WHAT THIS TASK INVOLVES
Render every line of the listing below as a JSON array of strings, one string per line, omitting any blank lines.

--- start DATA LINES ---

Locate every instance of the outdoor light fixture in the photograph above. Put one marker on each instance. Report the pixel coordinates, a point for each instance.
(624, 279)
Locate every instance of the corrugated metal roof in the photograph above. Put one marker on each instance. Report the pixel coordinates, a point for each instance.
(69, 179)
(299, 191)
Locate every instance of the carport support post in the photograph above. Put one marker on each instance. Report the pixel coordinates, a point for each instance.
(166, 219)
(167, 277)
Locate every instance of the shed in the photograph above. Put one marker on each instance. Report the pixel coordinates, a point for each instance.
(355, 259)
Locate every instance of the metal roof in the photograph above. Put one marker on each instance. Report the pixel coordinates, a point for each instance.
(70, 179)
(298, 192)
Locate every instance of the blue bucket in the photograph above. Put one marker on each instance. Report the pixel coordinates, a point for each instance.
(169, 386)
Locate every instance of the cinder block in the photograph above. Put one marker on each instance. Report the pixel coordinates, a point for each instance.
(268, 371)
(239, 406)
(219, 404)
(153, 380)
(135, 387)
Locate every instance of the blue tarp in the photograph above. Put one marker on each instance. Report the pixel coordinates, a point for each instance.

--- end DATA LINES ---

ANSWER TO THIS EXERCISE
[
  "Locate every instance of the outdoor light fixture in the photograph above. Put one marker on each instance. Report the pixel coordinates, a point for each instance.",
  "(624, 279)",
  "Locate every instance of the corrugated metal roof in the photograph above. Put one marker on each instance. Report the pixel coordinates, a point for each instance.",
  "(69, 179)",
  "(299, 191)",
  "Locate every instance of the carport support post in the photograph above. Put one marker on each instance. Report the pixel coordinates, a point for each instance.",
  "(166, 219)",
  "(167, 277)",
  "Locate every instance of the shed in the photograph above. Put one marker on each instance. Report the pixel coordinates, a point for each instance.",
  "(355, 259)",
  "Locate every instance of the metal roof in the photograph above. Put one marker on each instance. Report the pixel coordinates, a point for each instance.",
  "(70, 179)",
  "(298, 192)",
  "Locate every instance of the blue bucket in the photograph above. Put one marker on each instance. Report the pixel coordinates, a point for each instance.",
  "(169, 386)",
  "Locate every instance of the cinder block in the photograph above. Put one marker on each instance. Report the pixel coordinates, a point for each instance.",
  "(268, 371)",
  "(239, 406)",
  "(219, 404)",
  "(153, 380)",
  "(135, 387)",
  "Locate every instance of the blue tarp in the photograph above. Put one marker on each instance. Report the pixel coordinates, a point for each instance."
]